BRIEF → Type every record exactly as it appears.

___ PROVIDED DATA ___

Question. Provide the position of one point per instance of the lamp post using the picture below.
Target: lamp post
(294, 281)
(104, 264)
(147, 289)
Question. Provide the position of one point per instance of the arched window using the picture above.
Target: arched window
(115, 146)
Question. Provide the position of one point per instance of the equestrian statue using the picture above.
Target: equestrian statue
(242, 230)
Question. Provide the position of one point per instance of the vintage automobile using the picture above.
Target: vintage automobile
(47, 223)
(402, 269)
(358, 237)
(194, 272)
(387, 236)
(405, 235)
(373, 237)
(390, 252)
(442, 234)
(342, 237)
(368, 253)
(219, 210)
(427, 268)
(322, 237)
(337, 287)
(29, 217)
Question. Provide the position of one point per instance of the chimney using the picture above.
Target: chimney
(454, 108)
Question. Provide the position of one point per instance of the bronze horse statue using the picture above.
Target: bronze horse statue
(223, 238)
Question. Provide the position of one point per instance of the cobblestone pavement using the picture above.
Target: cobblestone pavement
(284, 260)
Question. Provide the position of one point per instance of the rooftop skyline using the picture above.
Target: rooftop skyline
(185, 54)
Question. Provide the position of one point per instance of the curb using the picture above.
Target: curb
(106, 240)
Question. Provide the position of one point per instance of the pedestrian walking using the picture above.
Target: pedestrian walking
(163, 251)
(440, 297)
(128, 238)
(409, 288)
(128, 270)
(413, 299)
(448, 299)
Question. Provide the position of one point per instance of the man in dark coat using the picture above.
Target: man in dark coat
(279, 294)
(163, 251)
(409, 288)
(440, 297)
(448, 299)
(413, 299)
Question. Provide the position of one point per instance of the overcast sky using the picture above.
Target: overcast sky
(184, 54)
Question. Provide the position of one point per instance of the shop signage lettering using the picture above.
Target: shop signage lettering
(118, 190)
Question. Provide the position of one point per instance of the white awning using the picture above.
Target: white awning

___

WRITTEN RESPONSE →
Question. Provide the position of one point per instance of the lamp post using the picture below.
Target: lamp post
(294, 281)
(104, 264)
(147, 289)
Question. Provide the position of one point per instance of the arched window using the picture above.
Target: arched window
(115, 146)
Question. Provide the position of one point per instance of the equestrian statue using the picture above.
Target: equestrian statue
(242, 230)
Question. Provide the position of one point per instance of the vintage automobile using the picture above.
Target: vintage automobile
(47, 223)
(402, 269)
(358, 237)
(194, 272)
(387, 236)
(405, 235)
(373, 237)
(390, 252)
(442, 234)
(342, 237)
(368, 253)
(219, 210)
(427, 268)
(322, 237)
(337, 287)
(29, 217)
Question. Provide the position of one point per instance of the chimney using the picture above.
Target: chimney
(454, 108)
Question. Provide the position of one point per instance of the bronze horse statue using the picture above.
Target: bronze horse statue
(223, 238)
Question. Provide the position of one point per instance of the cobblestone pavement using the picture above.
Target: cobblestone pavement
(284, 260)
Question. Provide the position of one point per instance of the rooftop skyline using the picture above.
Target: rooftop skyline
(185, 54)
Question. Provide the position of one point per instance of the curb using the picture above.
Target: curb
(106, 240)
Question. Provide the position of one point per instance of the pedestrian walking using the picture above.
Target: pedestrian walking
(163, 251)
(440, 297)
(128, 238)
(409, 288)
(128, 270)
(413, 299)
(448, 299)
Question. Provide the position of one point per instance of the man in dark coat using the picture above.
Target: man in dark coat
(279, 294)
(163, 251)
(409, 288)
(440, 297)
(448, 299)
(413, 299)
Question. Provide the position of one point per instance of the overcast sky using the picture above.
Target: overcast sky
(184, 54)
Question. Provide the position of one point per instance of the shop signage lettering using the picture above.
Target: shop signage lettering
(118, 190)
Question. Provide the position of one point per instance of the white awning using the picture above.
Target: white awning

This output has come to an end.